**PROBLEM SET:**
A. Please list each view of John Wyclif's that the essay on Oxford's religious movements describes.
B. In the essay on Oxford's religious movements, copy the passage starting at "He was right." and ending at "get demolished, though.", replacing "public houses" with "pubs" throughout.

**PAGE EXTRACT:**
-----

Oxford has been the origin of no fewer than four religious movements that have made an impact on history. It is unlikely that even residents of the City could name them, so I shall attempt to remedy the gaps in readers' knowledge whether or not they want their gaps filled in. One of the first things my philosophy tutor, the celebrated John Simopoulos, said to me on arrival in this fair City was:
“You can't walk ten yards in this town without tripping over a fucking God-box.”
He was right. There were more religious buildings in the City than public houses, though most of them served no purpose, and they were more conspicuous than the public houses, too. That was because of the history of the University, which of course originated as a place to train the clergy. If you discuss the matter with a member of the University of Paris, you will be given to understand that Oxford was founded by refugee clergymen from Paris who were fugitives from justice, namely charges of rape. Curiously, I never came across this story in Oxford. Nowadays some of the more central religious buildings have been converted into college libraries. Some are occasional concert halls. One or two are night shelters for the homeless. They rarely seem to get demolished, though.
Let us take the four Oxford religious movements in chronological order. I suggest that this also reflects their order of historical importance.
The Lollards. John Wyclif (1330-1384) was an Oxford cleric who became Doctor of Divinity in 1372 at a time when there were two Popes. This was during the period of the Hundred Years' War, during which the Avignon papacy was trying to enforce its jurisdiction over the Church in England, but which was thought to be under the control of the King of France. So Wyclif's view that the Pope could have no special authority in England agreed with Edward III's view. Wyclif's idea that the Church should not continue to own vast properties, but that they should be turned over to their original landlords, appealed very much to those who would have benefited. He argued that the Bible should be made available to the ordinary people in their native language. He even argued against transubstantiation, the doctrine that the consecrated bread turns literally into the body of Christ. Wyclif got away with most of this because he was protected by John of Gaunt, the most powerful man in the land. But there was no mileage in the purely doctrinal, as opposed to his other more politically convenient views, and he was blamed for supporting the Peasants' Revolt of 1381 even though he did not. He was expelled from Oxford in that year, and died of a stroke in 1384. Even the least religious of my readers will have noticed that Wyclif's views represent a kind of proto-Anglicanism.

-----

**MATERIAL SHOWN:**

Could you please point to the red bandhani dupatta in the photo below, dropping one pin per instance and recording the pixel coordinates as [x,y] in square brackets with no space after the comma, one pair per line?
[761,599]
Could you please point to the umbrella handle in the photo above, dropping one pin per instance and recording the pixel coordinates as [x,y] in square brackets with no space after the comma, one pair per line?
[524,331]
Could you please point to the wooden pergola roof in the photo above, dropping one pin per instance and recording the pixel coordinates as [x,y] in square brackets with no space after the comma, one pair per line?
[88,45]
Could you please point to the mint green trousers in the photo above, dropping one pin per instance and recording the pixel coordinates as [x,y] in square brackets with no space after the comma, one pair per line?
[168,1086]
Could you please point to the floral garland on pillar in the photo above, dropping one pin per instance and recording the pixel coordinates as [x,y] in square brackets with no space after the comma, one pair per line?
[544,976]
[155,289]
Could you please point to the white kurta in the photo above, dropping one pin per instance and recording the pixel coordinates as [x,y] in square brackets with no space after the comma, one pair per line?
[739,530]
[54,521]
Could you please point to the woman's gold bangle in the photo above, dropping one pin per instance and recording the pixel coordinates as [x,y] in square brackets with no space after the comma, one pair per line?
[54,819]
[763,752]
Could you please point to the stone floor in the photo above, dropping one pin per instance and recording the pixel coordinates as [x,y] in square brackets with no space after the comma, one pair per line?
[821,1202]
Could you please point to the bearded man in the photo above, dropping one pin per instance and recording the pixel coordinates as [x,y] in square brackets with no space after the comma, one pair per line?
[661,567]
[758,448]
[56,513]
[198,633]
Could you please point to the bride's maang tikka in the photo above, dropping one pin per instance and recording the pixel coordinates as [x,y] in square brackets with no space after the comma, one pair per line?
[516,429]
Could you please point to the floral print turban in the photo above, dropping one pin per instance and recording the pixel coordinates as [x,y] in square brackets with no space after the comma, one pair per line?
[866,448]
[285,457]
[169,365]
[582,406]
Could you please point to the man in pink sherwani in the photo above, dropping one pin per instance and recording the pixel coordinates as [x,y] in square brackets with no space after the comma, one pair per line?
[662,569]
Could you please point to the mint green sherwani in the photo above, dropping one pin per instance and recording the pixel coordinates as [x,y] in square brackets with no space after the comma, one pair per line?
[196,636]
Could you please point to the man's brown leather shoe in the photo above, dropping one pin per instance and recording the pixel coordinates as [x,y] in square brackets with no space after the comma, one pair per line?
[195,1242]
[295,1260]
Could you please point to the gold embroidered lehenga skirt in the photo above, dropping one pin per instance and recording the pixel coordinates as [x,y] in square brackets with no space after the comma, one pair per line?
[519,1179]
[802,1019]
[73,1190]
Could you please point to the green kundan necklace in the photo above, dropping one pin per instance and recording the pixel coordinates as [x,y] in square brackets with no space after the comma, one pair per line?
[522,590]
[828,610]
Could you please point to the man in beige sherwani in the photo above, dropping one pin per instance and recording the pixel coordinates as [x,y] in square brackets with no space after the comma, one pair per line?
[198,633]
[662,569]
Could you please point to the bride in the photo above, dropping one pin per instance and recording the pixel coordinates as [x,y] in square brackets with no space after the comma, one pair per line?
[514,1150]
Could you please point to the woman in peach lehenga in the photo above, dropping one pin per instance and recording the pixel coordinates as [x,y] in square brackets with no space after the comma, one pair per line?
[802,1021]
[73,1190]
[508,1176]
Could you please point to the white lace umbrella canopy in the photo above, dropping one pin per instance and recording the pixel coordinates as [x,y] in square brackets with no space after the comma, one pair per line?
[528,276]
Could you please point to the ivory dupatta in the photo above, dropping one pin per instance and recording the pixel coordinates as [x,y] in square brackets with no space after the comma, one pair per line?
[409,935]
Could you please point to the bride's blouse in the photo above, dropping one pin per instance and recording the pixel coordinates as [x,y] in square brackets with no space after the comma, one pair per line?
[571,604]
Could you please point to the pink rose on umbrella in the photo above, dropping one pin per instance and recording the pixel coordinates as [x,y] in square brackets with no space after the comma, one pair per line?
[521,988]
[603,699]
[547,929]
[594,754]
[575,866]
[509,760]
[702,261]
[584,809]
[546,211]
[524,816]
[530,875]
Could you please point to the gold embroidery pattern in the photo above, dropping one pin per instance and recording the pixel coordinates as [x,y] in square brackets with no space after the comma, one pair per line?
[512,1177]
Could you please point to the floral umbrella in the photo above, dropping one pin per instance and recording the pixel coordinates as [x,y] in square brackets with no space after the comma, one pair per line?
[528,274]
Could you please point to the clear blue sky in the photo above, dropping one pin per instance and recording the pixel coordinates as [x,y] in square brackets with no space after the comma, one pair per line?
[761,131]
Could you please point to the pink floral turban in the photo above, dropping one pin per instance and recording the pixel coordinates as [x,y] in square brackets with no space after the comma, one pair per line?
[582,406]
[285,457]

-----

**COMPLETED EXERCISE:**
A.
- The Pope could have no special authority in England.
- The Church should not continue to own vast properties, which should be turned over to their original landlords.
- The Bible should be made available to the ordinary people in their native language.
- He argued against transubstantiation, the doctrine that the consecrated bread turns literally into the body of Christ.

B.
He was right. There were more religious buildings in the City than pubs, though most of them served no purpose, and they were more conspicuous than the pubs, too. That was because of the history of the University, which of course originated as a place to train the clergy. If you discuss the matter with a member of the University of Paris, you will be given to understand that Oxford was founded by refugee clergymen from Paris who were fugitives from justice, namely charges of rape. Curiously, I never came across this story in Oxford. Nowadays some of the more central religious buildings have been converted into college libraries. Some are occasional concert halls. One or two are night shelters for the homeless. They rarely seem to get demolished, though.